## TASK TO COMPLETE:
Give the listing below again in full, exactly as written.

## EXERCISE DATA:

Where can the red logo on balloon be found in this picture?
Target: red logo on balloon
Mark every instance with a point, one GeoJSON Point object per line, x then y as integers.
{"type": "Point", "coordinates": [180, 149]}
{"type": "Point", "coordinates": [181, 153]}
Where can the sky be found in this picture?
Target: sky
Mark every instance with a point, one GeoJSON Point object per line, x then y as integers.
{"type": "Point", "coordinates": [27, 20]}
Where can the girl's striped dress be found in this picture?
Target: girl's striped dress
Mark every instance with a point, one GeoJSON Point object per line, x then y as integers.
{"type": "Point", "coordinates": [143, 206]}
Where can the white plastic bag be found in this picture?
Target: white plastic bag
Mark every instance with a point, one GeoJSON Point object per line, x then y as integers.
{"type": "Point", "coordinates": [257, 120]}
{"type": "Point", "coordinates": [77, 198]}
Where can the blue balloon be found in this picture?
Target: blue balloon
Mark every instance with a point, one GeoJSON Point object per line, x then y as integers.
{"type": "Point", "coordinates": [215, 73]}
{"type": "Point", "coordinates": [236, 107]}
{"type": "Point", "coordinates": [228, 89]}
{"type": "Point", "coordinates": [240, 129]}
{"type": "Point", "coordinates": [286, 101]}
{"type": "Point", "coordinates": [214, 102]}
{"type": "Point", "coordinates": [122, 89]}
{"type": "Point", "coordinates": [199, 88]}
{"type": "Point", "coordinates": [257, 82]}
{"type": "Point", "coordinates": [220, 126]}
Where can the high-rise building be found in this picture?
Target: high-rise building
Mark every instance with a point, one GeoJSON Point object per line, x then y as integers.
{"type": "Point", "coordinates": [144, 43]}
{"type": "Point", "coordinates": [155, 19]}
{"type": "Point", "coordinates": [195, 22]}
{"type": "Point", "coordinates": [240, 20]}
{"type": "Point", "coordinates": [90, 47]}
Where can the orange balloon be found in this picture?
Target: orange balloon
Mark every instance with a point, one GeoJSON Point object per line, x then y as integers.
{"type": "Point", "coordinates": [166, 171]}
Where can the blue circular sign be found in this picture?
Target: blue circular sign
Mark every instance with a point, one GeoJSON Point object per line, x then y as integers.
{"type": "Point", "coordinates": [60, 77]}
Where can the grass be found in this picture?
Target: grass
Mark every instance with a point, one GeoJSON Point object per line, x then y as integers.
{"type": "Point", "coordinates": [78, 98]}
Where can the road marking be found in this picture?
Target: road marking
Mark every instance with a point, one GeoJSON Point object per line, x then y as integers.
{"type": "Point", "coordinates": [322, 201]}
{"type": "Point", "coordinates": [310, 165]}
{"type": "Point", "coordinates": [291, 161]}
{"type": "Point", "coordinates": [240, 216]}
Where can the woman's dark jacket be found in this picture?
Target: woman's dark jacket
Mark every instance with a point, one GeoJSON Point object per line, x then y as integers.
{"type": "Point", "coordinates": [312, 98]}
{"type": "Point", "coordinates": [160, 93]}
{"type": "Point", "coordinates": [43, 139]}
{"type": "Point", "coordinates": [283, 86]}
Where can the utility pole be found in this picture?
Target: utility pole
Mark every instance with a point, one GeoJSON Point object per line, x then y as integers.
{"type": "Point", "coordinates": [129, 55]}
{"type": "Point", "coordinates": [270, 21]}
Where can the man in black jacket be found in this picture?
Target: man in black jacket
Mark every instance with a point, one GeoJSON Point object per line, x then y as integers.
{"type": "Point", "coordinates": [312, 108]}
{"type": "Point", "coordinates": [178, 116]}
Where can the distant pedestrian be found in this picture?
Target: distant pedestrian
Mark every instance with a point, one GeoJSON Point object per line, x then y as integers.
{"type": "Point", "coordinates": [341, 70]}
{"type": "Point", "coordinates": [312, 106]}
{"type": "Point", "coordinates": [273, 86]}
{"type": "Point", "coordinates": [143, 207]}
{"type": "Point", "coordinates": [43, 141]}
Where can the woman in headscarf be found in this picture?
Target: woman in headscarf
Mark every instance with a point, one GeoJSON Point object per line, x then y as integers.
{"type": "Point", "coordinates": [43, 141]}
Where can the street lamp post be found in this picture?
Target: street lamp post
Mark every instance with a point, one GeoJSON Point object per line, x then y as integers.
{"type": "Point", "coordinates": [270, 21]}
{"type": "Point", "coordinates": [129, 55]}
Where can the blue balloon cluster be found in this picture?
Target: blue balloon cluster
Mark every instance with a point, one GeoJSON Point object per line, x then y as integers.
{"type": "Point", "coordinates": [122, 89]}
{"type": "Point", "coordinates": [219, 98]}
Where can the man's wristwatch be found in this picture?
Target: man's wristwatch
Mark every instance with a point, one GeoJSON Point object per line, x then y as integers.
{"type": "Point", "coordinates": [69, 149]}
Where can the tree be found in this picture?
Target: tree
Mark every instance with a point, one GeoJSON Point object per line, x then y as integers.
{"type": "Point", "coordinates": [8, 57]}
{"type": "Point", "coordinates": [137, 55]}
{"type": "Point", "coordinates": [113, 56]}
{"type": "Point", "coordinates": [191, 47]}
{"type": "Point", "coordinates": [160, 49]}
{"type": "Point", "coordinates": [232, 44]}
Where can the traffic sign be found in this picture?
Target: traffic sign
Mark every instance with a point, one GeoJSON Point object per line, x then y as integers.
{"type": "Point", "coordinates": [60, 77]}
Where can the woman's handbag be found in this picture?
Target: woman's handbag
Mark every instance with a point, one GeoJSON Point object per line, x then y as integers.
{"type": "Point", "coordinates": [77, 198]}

## PROBLEM SOLUTION:
Where can the red logo on balloon be found in this picture?
Target: red logo on balloon
Mark every instance with a point, one GeoJSON Point object per line, x then y as integers.
{"type": "Point", "coordinates": [180, 149]}
{"type": "Point", "coordinates": [181, 153]}
Where can the sky be found in this picture?
Target: sky
Mark every instance with a point, one GeoJSON Point object per line, x then y as integers.
{"type": "Point", "coordinates": [27, 20]}
Where can the girl's striped dress be found in this picture?
Target: girl's striped dress
Mark every instance with a point, one GeoJSON Point object per line, x then y as integers.
{"type": "Point", "coordinates": [143, 206]}
Where can the white plastic bag be found in this picture?
Target: white plastic bag
Mark every instance with a point, one GeoJSON Point object per line, x then y as integers.
{"type": "Point", "coordinates": [257, 120]}
{"type": "Point", "coordinates": [77, 198]}
Where can the blue balloon be found in this picture?
Target: blue balloon
Mark every instance with a point, one GeoJSON Point object per line, x then y as integers.
{"type": "Point", "coordinates": [215, 73]}
{"type": "Point", "coordinates": [236, 107]}
{"type": "Point", "coordinates": [228, 89]}
{"type": "Point", "coordinates": [240, 129]}
{"type": "Point", "coordinates": [286, 101]}
{"type": "Point", "coordinates": [214, 102]}
{"type": "Point", "coordinates": [122, 89]}
{"type": "Point", "coordinates": [199, 88]}
{"type": "Point", "coordinates": [257, 82]}
{"type": "Point", "coordinates": [220, 126]}
Where can the high-rise building be found in this picture?
Target: high-rise building
Mark every instance with a point, one GeoJSON Point object per line, x then y as integers.
{"type": "Point", "coordinates": [144, 43]}
{"type": "Point", "coordinates": [155, 19]}
{"type": "Point", "coordinates": [195, 22]}
{"type": "Point", "coordinates": [240, 20]}
{"type": "Point", "coordinates": [90, 47]}
Where can the orange balloon be found in this picture?
Target: orange balloon
Mark every instance with a point, one GeoJSON Point object per line, x then y as integers.
{"type": "Point", "coordinates": [166, 171]}
Where can the blue circular sign be found in this picture?
Target: blue circular sign
Mark every instance with a point, one GeoJSON Point object per line, x then y as integers.
{"type": "Point", "coordinates": [60, 77]}
Where can the grass be found in this picture?
Target: grass
Mark every instance with a point, one GeoJSON Point object per line, x then y as integers.
{"type": "Point", "coordinates": [78, 98]}
Where can the road marking be found in this picture?
Target: road marking
Mark every instance with a point, one GeoJSON Point object per line, x then y as integers.
{"type": "Point", "coordinates": [322, 201]}
{"type": "Point", "coordinates": [310, 165]}
{"type": "Point", "coordinates": [291, 161]}
{"type": "Point", "coordinates": [240, 216]}
Where can the woman's dark jacket be found in this picture?
Target: woman's dark jacket
Mark every instance with a point, one GeoJSON Point object per line, x then y as integers.
{"type": "Point", "coordinates": [312, 98]}
{"type": "Point", "coordinates": [160, 93]}
{"type": "Point", "coordinates": [43, 139]}
{"type": "Point", "coordinates": [283, 86]}
Where can the utility pole be found in this picture?
Target: utility pole
Mark every instance with a point, one GeoJSON Point object per line, x then y as integers.
{"type": "Point", "coordinates": [129, 55]}
{"type": "Point", "coordinates": [270, 21]}
Where can the man in black jacket be found in this picture?
Target: man in black jacket
Mark every instance with a point, one GeoJSON Point object per line, x then y as integers.
{"type": "Point", "coordinates": [312, 108]}
{"type": "Point", "coordinates": [178, 116]}
Where can the distant pedestrian be found in this picture?
Target: distant pedestrian
Mark every instance with a point, one GeoJSON Point object per line, x then y as integers.
{"type": "Point", "coordinates": [341, 70]}
{"type": "Point", "coordinates": [312, 106]}
{"type": "Point", "coordinates": [273, 86]}
{"type": "Point", "coordinates": [143, 207]}
{"type": "Point", "coordinates": [43, 141]}
Where can the woman in headscarf be found in this picture?
Target: woman in headscarf
Mark every instance with a point, one GeoJSON Point object per line, x then y as integers.
{"type": "Point", "coordinates": [43, 141]}
Where can the street lamp post be found in this picture?
Target: street lamp post
Mark every instance with a point, one GeoJSON Point object per line, x then y as integers.
{"type": "Point", "coordinates": [270, 21]}
{"type": "Point", "coordinates": [129, 55]}
Where can the blue balloon cluster be found in this picture?
Target: blue balloon cluster
Mark every instance with a point, one GeoJSON Point object per line, x then y as integers.
{"type": "Point", "coordinates": [122, 89]}
{"type": "Point", "coordinates": [219, 98]}
Where can the man's wristwatch be found in this picture?
Target: man's wristwatch
Mark every instance with a point, one GeoJSON Point object per line, x then y as integers.
{"type": "Point", "coordinates": [69, 149]}
Where can the tree be found in this picture?
Target: tree
Mark every instance with a point, one GeoJSON Point object per line, x then y as integers.
{"type": "Point", "coordinates": [8, 57]}
{"type": "Point", "coordinates": [137, 55]}
{"type": "Point", "coordinates": [113, 56]}
{"type": "Point", "coordinates": [191, 47]}
{"type": "Point", "coordinates": [160, 49]}
{"type": "Point", "coordinates": [232, 44]}
Where can the traffic sign be found in this picture?
Target: traffic sign
Mark every instance with a point, one GeoJSON Point object per line, x then y as integers.
{"type": "Point", "coordinates": [60, 77]}
Where can the woman's handbag be found in this picture?
Target: woman's handbag
Mark every instance with a point, one GeoJSON Point object per line, x then y as integers.
{"type": "Point", "coordinates": [77, 198]}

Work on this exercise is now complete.